** BEGIN **

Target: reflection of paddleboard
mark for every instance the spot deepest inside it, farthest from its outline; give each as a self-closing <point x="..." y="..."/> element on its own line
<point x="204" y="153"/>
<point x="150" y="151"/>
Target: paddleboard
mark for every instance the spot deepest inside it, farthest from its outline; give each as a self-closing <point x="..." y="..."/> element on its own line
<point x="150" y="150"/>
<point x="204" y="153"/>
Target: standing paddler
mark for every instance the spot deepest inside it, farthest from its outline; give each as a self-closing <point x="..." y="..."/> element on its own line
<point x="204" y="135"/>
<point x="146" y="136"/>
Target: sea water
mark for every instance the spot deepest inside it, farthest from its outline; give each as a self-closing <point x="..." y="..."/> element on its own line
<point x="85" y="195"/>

** END **

What you need to do
Reproduce the whole listing above line for line, without changing anything.

Task response
Target: reflection of paddleboard
mark for every instance the spot deepest inside it, farthest from its outline; give each as a self-closing <point x="..." y="..."/> element on its own line
<point x="204" y="153"/>
<point x="150" y="151"/>
Target: paddleboard
mark for every instance the spot deepest inside it, farthest from its outline; give each as a self-closing <point x="..." y="..."/> element on its own line
<point x="150" y="150"/>
<point x="204" y="153"/>
Target: standing paddler
mark for every instance the spot deepest inside it, farthest from its outline; give each as a self-closing <point x="..." y="..."/> element on its own line
<point x="204" y="135"/>
<point x="146" y="136"/>
Target: sea water
mark for every instance the spot deepest inside it, farthest from its outline; give each as a self-closing <point x="..." y="..."/> element on its own line
<point x="85" y="195"/>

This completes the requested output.